### WORK TO DO
Please write out the water-balance passage word for word, everything from "Mean annual water-balance" down to "recharge and discharge.".

Mean annual water-balance fluxes for WCA-2A were obtained (based on SFWMM version 3.5) representing the periods 1979-1990 (calibration run), 1991-1994 (verification run), and 1965-1995 (base simulation). Using those results and the SFWMM documentation (South Florida Water Management District, 1999), time-averaged mass-balance equations for WCA-2A were written individually for surface water and ground water. The new equations included complete expressions for vertical fluxes of water across the sediment surface. The terms in these mass-balance equations are illustrated in figure 5. Equation 1 is a mass balance equation for surface water, equation 2 is a mass balance equation for ground water (used mainly as a check on the first equation), and equation 3 computes a net flux between surface water and ground water by summing total recharge and discharge.

0 = STQSIN + RAINFALL + LSPGIN - STQSOUT - ETP - LSPGOUT - STOCH - PERCOLATION - SW-GW_RESIDUAL,     (1)

0 = GWIN - GWOUT - ETS - GWSTOCH + PERCOLATION + SW-GW_RESIDUAL,     (2)

NET EXCHANGE = Recharge - Discharge = LSPGOUT + PERCOLATION + SW-GW_RESIDUAL - LSPGIN.     (3)

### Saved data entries
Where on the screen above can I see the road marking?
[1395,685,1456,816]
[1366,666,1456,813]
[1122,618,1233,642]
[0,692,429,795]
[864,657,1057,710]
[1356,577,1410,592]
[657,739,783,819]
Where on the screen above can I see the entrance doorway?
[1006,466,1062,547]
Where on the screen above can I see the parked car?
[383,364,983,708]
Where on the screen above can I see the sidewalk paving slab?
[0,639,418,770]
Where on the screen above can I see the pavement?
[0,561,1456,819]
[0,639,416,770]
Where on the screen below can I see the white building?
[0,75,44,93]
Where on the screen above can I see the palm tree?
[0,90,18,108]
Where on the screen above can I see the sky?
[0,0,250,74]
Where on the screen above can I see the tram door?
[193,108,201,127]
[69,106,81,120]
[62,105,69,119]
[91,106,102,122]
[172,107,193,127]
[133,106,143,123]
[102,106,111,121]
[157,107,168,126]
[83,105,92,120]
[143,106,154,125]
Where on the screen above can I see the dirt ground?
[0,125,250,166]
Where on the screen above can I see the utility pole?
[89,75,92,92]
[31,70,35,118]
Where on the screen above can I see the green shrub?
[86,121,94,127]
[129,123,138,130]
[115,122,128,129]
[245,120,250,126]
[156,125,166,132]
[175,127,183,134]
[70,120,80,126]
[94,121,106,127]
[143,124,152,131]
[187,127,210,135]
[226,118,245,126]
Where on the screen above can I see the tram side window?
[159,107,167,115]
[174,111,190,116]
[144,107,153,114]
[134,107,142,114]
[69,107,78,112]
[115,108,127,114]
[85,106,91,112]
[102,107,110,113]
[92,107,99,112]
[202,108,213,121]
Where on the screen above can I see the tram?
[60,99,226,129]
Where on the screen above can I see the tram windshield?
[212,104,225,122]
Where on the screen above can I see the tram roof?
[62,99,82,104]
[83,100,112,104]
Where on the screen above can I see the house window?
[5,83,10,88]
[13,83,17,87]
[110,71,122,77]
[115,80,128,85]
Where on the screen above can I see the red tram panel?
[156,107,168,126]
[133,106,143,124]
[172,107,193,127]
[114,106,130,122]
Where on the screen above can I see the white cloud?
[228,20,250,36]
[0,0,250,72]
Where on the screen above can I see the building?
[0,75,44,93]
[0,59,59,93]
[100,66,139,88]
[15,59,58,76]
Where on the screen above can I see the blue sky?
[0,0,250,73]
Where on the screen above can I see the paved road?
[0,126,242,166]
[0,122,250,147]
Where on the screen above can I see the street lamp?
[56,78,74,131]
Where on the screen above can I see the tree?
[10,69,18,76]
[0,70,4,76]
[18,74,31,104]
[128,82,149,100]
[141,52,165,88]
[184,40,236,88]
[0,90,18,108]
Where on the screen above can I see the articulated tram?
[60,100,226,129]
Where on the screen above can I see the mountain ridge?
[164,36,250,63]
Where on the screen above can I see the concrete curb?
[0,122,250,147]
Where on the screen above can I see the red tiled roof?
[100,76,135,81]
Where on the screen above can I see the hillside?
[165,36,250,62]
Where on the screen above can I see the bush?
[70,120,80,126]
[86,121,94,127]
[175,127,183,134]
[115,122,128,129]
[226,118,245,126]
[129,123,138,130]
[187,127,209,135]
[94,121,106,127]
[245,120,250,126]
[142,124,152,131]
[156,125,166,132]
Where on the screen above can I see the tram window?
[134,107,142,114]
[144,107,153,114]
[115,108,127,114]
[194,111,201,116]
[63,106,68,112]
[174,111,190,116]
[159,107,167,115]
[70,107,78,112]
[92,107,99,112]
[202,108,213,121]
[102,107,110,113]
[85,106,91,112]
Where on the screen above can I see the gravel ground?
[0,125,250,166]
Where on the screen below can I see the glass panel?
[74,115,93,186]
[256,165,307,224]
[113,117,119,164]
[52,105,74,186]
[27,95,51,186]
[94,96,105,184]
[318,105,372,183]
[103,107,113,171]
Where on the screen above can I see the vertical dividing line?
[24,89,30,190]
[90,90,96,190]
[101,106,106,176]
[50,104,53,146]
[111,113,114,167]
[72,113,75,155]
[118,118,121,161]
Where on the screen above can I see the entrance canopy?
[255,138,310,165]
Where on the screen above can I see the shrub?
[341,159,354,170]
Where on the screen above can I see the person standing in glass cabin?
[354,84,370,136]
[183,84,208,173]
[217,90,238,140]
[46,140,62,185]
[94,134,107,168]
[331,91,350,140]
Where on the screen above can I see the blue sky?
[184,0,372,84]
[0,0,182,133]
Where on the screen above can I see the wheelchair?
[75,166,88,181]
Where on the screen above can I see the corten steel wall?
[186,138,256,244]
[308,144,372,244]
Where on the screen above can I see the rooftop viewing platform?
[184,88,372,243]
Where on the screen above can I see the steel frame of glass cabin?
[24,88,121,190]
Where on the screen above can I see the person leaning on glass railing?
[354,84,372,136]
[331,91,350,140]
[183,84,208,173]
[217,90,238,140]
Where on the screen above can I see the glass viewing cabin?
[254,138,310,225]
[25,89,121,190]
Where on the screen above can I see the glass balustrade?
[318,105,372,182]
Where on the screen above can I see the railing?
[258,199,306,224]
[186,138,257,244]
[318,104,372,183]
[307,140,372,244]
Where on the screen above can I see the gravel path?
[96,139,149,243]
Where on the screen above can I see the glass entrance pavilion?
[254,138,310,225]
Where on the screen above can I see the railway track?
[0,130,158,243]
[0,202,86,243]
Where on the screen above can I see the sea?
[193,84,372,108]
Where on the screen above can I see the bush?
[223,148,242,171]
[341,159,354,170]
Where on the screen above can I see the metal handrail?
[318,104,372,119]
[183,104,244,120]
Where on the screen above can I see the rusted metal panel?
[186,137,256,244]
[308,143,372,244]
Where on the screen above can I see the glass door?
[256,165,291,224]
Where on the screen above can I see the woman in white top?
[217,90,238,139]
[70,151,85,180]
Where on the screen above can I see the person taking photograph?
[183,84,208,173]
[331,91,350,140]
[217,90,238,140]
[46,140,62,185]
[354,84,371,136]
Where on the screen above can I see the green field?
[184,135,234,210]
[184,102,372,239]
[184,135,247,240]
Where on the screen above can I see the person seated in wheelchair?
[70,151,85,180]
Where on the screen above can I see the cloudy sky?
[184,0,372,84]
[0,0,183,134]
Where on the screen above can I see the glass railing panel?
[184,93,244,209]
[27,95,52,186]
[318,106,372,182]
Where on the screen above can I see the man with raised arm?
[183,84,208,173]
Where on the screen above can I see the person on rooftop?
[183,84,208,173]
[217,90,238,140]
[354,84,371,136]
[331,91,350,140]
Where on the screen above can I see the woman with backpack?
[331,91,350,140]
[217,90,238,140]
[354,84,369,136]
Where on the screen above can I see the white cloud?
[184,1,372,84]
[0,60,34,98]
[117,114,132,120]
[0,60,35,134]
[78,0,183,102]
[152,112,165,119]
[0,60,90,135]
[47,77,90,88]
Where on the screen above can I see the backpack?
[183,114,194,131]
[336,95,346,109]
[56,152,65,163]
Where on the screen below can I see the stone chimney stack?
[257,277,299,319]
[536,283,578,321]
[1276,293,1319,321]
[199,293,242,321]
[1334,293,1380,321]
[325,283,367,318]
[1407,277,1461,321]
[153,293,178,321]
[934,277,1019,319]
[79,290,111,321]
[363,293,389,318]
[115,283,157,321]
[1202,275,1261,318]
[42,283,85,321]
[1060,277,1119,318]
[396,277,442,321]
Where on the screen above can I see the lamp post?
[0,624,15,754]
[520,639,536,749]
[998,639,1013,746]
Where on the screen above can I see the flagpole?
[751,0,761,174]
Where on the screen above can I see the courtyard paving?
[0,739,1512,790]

### SOLVED EXERCISE
Mean annual water-balance fluxes for WCA-2A were obtained (based on SFWMM version 3.5) representing the periods 1979-1990 (calibration run), 1991-1994 (verification run), and 1965-1995 (base simulation). Using those results and the SFWMM documentation (South Florida Water Management District, 1999), time-averaged mass-balance equations for WCA-2A were written individually for surface water and ground water. The new equations included complete expressions for vertical fluxes of water across the sediment surface. The terms in these mass-balance equations are illustrated in figure 5. Equation 1 is a mass balance equation for surface water, equation 2 is a mass balance equation for ground water (used mainly as a check on the first equation), and equation 3 computes a net flux between surface water and ground water by summing total recharge and discharge.